[BEGIN Records for this exercise]

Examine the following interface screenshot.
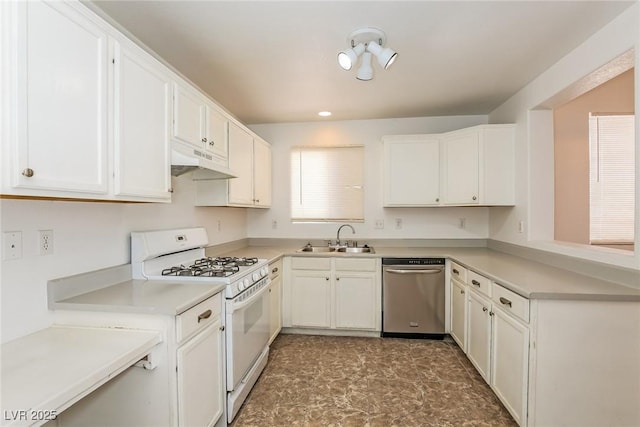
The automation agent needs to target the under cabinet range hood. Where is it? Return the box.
[171,141,237,180]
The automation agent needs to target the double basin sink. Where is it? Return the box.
[298,244,376,254]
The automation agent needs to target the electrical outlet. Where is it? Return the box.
[2,231,22,261]
[38,230,53,255]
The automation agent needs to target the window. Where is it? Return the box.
[589,114,635,245]
[291,146,364,222]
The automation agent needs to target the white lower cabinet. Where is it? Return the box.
[283,257,381,331]
[450,262,468,352]
[56,293,226,427]
[467,290,492,382]
[491,306,529,425]
[177,317,224,426]
[450,262,530,426]
[269,259,282,344]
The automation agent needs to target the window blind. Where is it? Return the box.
[589,115,635,244]
[291,146,364,221]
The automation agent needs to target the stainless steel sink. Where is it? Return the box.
[298,246,336,252]
[336,246,376,254]
[298,245,375,254]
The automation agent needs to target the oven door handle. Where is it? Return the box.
[384,268,443,274]
[232,282,269,311]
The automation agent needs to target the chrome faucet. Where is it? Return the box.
[336,224,356,246]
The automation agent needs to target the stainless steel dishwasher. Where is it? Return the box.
[382,258,445,339]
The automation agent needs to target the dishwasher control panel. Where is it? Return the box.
[382,258,444,265]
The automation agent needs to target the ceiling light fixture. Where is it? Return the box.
[338,27,398,81]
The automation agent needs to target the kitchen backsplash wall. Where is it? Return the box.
[0,175,247,342]
[248,116,489,242]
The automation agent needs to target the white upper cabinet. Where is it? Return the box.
[441,125,515,206]
[382,125,515,207]
[382,135,440,207]
[0,1,171,202]
[196,122,271,208]
[204,103,229,160]
[253,138,271,207]
[173,83,206,149]
[229,123,254,206]
[3,2,108,197]
[114,38,171,201]
[173,82,229,167]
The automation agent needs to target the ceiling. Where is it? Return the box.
[93,0,633,124]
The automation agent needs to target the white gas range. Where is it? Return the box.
[131,227,270,422]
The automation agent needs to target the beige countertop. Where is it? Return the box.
[207,245,640,301]
[1,326,161,425]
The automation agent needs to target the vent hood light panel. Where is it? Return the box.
[171,141,237,181]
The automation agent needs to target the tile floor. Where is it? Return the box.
[233,335,516,427]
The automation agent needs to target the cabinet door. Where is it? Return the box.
[204,105,229,164]
[269,276,282,343]
[467,291,491,383]
[177,319,223,426]
[384,135,440,206]
[451,280,467,352]
[335,272,379,330]
[114,44,171,201]
[443,132,480,205]
[229,123,253,206]
[11,2,108,194]
[253,139,271,207]
[291,270,331,328]
[491,308,529,425]
[173,83,205,149]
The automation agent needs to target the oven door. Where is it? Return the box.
[226,278,269,391]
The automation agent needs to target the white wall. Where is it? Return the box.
[489,2,640,269]
[248,116,489,242]
[0,175,247,342]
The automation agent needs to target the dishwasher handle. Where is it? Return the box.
[384,268,444,274]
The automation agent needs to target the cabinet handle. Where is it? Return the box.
[500,297,511,307]
[198,310,212,323]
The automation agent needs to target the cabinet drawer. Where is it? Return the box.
[291,257,331,270]
[335,258,376,271]
[451,261,467,283]
[491,283,529,323]
[467,270,491,297]
[176,293,222,342]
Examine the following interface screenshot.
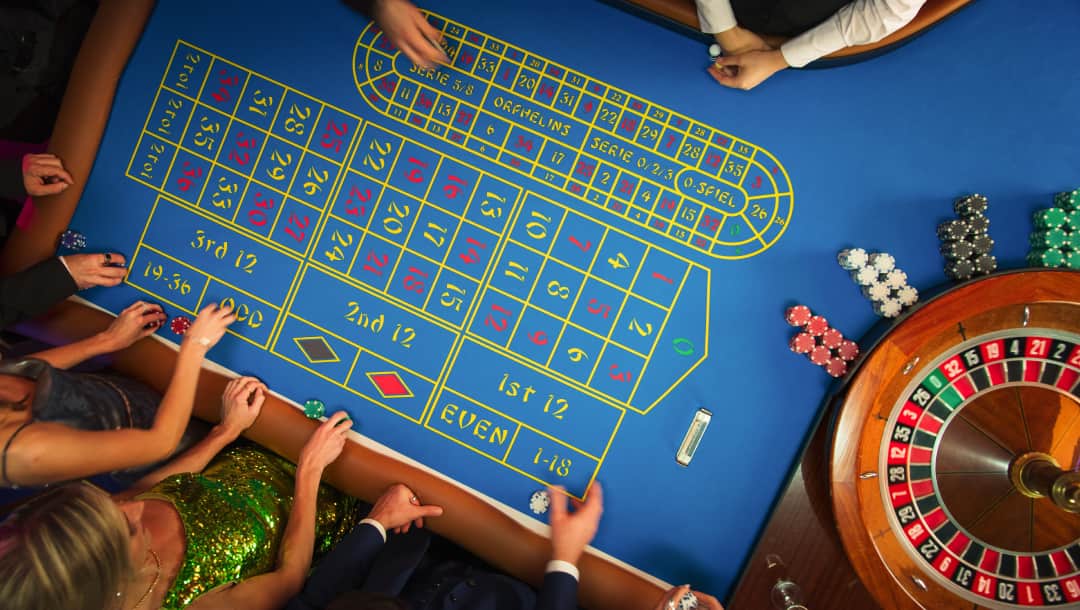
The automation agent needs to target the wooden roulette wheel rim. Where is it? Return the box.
[831,270,1080,610]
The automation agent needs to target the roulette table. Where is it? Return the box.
[3,0,1080,608]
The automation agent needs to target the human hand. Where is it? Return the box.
[367,483,443,533]
[220,377,267,436]
[656,584,724,610]
[100,301,165,352]
[181,303,237,354]
[375,0,450,69]
[548,483,604,566]
[710,50,787,91]
[23,154,75,196]
[296,411,352,476]
[64,253,127,290]
[713,26,771,55]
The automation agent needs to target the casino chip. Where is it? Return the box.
[784,304,813,326]
[529,489,551,515]
[896,286,919,307]
[60,229,86,250]
[810,345,833,366]
[303,398,326,419]
[956,235,994,253]
[885,269,907,290]
[836,248,869,271]
[806,315,828,337]
[677,591,699,610]
[869,252,896,273]
[874,299,904,317]
[825,358,848,377]
[852,267,880,286]
[787,333,818,354]
[821,328,843,350]
[836,339,859,362]
[168,315,191,335]
[863,280,895,301]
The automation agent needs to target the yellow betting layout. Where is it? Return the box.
[126,33,708,497]
[353,15,794,259]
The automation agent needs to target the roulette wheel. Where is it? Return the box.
[831,271,1080,609]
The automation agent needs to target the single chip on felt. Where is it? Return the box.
[975,254,998,275]
[784,304,813,327]
[676,591,700,610]
[60,229,86,250]
[787,333,816,354]
[810,345,833,366]
[303,398,326,419]
[1031,207,1067,229]
[825,358,848,377]
[896,286,919,307]
[836,339,859,362]
[806,315,828,337]
[168,315,191,335]
[869,252,896,273]
[821,328,843,350]
[874,299,904,317]
[529,489,551,515]
[836,248,869,271]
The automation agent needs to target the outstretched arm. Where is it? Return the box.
[191,411,351,610]
[8,306,235,485]
[117,377,267,500]
[30,301,165,368]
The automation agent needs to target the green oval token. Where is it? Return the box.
[303,398,326,419]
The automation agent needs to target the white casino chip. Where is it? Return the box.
[885,269,907,289]
[853,267,878,286]
[678,591,698,610]
[869,252,896,273]
[529,490,551,515]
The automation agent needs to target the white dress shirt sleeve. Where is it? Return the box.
[694,0,738,33]
[360,519,387,542]
[544,559,581,581]
[777,0,926,68]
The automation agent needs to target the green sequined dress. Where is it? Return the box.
[139,445,363,610]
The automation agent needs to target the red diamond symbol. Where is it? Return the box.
[366,371,413,398]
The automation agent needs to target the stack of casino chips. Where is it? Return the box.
[937,193,998,281]
[785,304,859,377]
[836,248,919,317]
[1027,189,1080,269]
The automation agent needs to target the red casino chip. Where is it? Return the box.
[821,328,843,350]
[807,315,828,337]
[784,306,813,326]
[836,339,859,362]
[168,315,191,335]
[825,358,848,377]
[810,345,833,366]
[787,333,814,354]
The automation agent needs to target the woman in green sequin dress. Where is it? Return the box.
[0,378,362,610]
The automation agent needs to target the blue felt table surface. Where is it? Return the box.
[56,0,1080,597]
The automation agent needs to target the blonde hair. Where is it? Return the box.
[0,482,133,610]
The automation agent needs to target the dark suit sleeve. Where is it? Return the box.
[0,258,78,328]
[0,155,26,201]
[536,572,578,610]
[285,524,383,610]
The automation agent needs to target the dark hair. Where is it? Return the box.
[326,591,408,610]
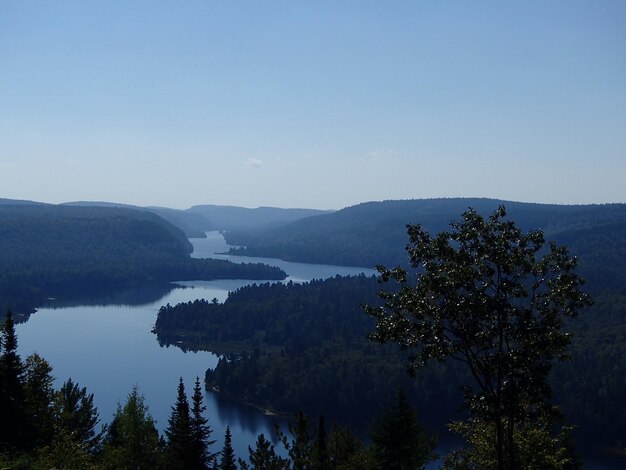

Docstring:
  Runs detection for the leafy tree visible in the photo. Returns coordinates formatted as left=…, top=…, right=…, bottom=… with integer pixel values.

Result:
left=366, top=206, right=590, bottom=469
left=190, top=377, right=215, bottom=469
left=102, top=386, right=164, bottom=469
left=444, top=419, right=582, bottom=470
left=371, top=391, right=435, bottom=470
left=165, top=377, right=193, bottom=468
left=0, top=311, right=28, bottom=450
left=219, top=426, right=237, bottom=470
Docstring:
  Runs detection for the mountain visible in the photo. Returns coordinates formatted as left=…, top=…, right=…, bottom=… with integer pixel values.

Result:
left=0, top=204, right=285, bottom=312
left=226, top=198, right=626, bottom=275
left=62, top=201, right=211, bottom=238
left=187, top=205, right=332, bottom=231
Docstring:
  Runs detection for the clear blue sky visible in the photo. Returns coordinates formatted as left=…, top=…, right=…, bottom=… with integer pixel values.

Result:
left=0, top=0, right=626, bottom=208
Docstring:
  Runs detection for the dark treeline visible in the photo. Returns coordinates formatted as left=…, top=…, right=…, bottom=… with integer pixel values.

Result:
left=156, top=276, right=626, bottom=450
left=0, top=204, right=285, bottom=313
left=0, top=313, right=435, bottom=470
left=155, top=276, right=468, bottom=429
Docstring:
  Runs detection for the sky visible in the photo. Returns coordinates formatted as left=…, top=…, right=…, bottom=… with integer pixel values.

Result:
left=0, top=0, right=626, bottom=209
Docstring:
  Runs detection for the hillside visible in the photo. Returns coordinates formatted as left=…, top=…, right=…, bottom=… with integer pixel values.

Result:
left=226, top=198, right=626, bottom=282
left=187, top=205, right=331, bottom=230
left=63, top=201, right=211, bottom=238
left=0, top=204, right=284, bottom=312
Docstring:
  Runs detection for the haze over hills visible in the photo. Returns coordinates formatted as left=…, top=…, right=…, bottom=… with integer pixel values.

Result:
left=0, top=202, right=285, bottom=313
left=188, top=205, right=333, bottom=230
left=62, top=201, right=332, bottom=238
left=226, top=198, right=626, bottom=280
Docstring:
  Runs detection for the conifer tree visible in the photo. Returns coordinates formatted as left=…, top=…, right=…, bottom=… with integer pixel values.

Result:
left=314, top=415, right=329, bottom=470
left=244, top=434, right=289, bottom=470
left=165, top=377, right=193, bottom=468
left=102, top=386, right=163, bottom=470
left=371, top=391, right=435, bottom=470
left=24, top=353, right=54, bottom=447
left=191, top=377, right=215, bottom=469
left=54, top=378, right=106, bottom=452
left=219, top=426, right=237, bottom=470
left=0, top=311, right=29, bottom=449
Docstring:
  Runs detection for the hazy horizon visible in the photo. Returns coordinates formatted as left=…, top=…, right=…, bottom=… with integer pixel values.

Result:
left=0, top=0, right=626, bottom=209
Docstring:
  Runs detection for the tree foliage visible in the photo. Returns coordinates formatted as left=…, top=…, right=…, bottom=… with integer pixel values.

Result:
left=366, top=206, right=590, bottom=468
left=54, top=378, right=106, bottom=452
left=102, top=386, right=164, bottom=470
left=371, top=391, right=436, bottom=470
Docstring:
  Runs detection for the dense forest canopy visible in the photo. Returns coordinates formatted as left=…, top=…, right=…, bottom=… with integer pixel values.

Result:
left=157, top=199, right=626, bottom=452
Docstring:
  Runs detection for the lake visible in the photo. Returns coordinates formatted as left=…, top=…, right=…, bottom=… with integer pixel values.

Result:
left=16, top=232, right=623, bottom=470
left=16, top=232, right=374, bottom=458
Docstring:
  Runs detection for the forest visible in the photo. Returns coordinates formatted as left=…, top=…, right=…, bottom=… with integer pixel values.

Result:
left=224, top=198, right=626, bottom=280
left=156, top=206, right=626, bottom=464
left=0, top=312, right=435, bottom=470
left=155, top=276, right=626, bottom=448
left=0, top=203, right=285, bottom=313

[END Records for this exercise]

> What you have to do: Among the rows above, render everything from the line containing "The automation agent needs to target the vent" down to the line containing "[226,278,269,391]" as a numbered list. Leave out blank lines.

> Task response:
1. The automation agent needs to target the vent hood light panel. Where is it? Return the box.
2. [171,141,237,181]
3. The automation agent needs to target the tile floor. Where is it? Return the box.
4. [233,335,516,427]
5. The automation agent needs to target the cabinet door. Where is it? Return the box.
6. [204,105,229,164]
7. [269,276,282,343]
8. [467,291,491,383]
9. [177,319,223,426]
10. [384,135,440,206]
11. [451,280,467,352]
12. [335,272,379,330]
13. [114,44,171,201]
14. [443,132,480,205]
15. [229,123,253,206]
16. [11,2,108,194]
17. [253,139,271,207]
18. [291,270,331,328]
19. [491,308,529,425]
20. [173,83,205,149]
21. The automation agent needs to target the oven door. Where is it? Return the box.
22. [226,278,269,391]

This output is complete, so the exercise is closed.